One characteristic of time-series data workloads is that the dataset will grow very quickly. Without the proper data infrastructure, these large data volumes can cause slowdowns in primarily two areas: inserting the data into the database, and aggregating the data into summaries which are more useful to analyze.

The first we’ve discussed in detail in our blog posts about the underlying architectureof TimescaleDB: keeping storage and indexing data structures small, and minimizing memory usage, to support high ingest. As for the second, TimescaleDB 1.3 introduces new capabilities to make aggregation simple and easy.

In particular, TimescaleDB 1.3 introduces automated continuous aggregates, which can massively speed up workloads that need to process large amounts of data. In this blog post, we will describe what continuous aggregates are, how they work, and how you can use them to speed up your workloads.

(Special thanks to Gayathri Ayyappan and David Kohn for their work on this feature.)

What are continuous aggregates?

Say you have a table of temperature readings over time in a number of locations:

  1. time | location | temperature
  2. ------------------+-------------------+-----------------
  3. 2019/01/01 1:00am | New York | 68 F
  4. 2019/01/01 1:00am | Stockholm | 66 F
  5. 2019/01/01 2:00am | New York | 70 F
  6. 2019/01/01 2:00am | Stockholm | 60 F
  7. ... | ... | ...
  8. 2019/01/02 1:00am | New York | 72 F
  9. 2019/01/02 1:00am | Stockholm | 66 F
  10. ... | ... | ...

And you want the average temperature read per-day in each location:

  1. day | location | avg temperature
  2. ------------------+-------------------+-----------------
  3. 2019/01/01 | New York | 73 F
  4. 2019/01/01 | Stockholm | 70 F
  5. 2019/01/02 | New York | 72 F
  6. 2019/01/02 | Stockholm | 69 F

If you only need this average as a one-off, than you can simply calculate it with a query such as:

  1. SELECT time_bucket(‘1 day’, time) as day,
  2. location,
  3. avg(temperature)
  4. FROM temperatures
  5. GROUP BY day, location;

But if you’re going to want to find the average temperature repeatedly, this is wasteful. Every time you perform the SELECT, the database will need to scan the entire table and recalculate the average. But most of the data has not changed, and so re-scanning it is redundant. Alternatively, you could store the full results of the query in another table (or materialized view).  But this quickly becomes unwieldy, because updating this table efficiently is cumbersome and complex.

Continuous aggregates solve this problem: they automatically, and in the background, maintain the results from the query, and allow you to retrieve them as you would any other data. A continuous aggregate looks just like a regular view.

A continuous aggregate for the aforementioned query can be created as easily as:

  1. CREATE VIEW daily_average WITH (timescaledb.continuous)
  2. AS SELECT time_bucket(‘1 day’, time) as Day,
  3. location,
  4. avg(temperature)

**Exercise 1**: Print the part of the TimescaleDB post that begins at the words "1. SELECT time_bucket(‘1" and stops after "a regular view.", copying it word for word.
**Exercise 2**:
Answer these questions from the TimescaleDB post:
(a) Which TimescaleDB release introduces automated continuous aggregates?
(b) In which two areas can large data volumes cause slowdowns without the proper data infrastructure?
(c) What name does the CREATE VIEW statement give the continuous aggregate?

**Recorded data**:
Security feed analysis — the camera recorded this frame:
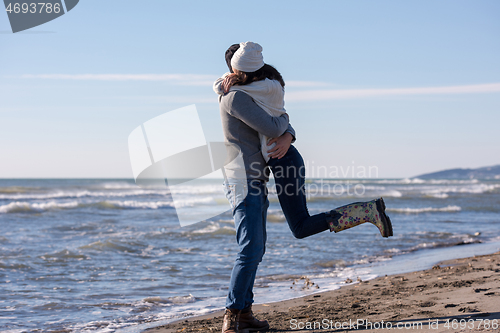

**Full output 1**:
1. SELECT time_bucket(‘1 day’, time) as day,
  2. location,
  3. avg(temperature)
  4. FROM temperatures
  5. GROUP BY day, location;

But if you’re going to want to find the average temperature repeatedly, this is wasteful. Every time you perform the SELECT, the database will need to scan the entire table and recalculate the average. But most of the data has not changed, and so re-scanning it is redundant. Alternatively, you could store the full results of the query in another table (or materialized view).  But this quickly becomes unwieldy, because updating this table efficiently is cumbersome and complex.

Continuous aggregates solve this problem: they automatically, and in the background, maintain the results from the query, and allow you to retrieve them as you would any other data. A continuous aggregate looks just like a regular view.

**Full output 2**:
(a) TimescaleDB 1.3
(b) Inserting the data into the database, and aggregating the data into summaries which are more useful to analyze
(c) daily_average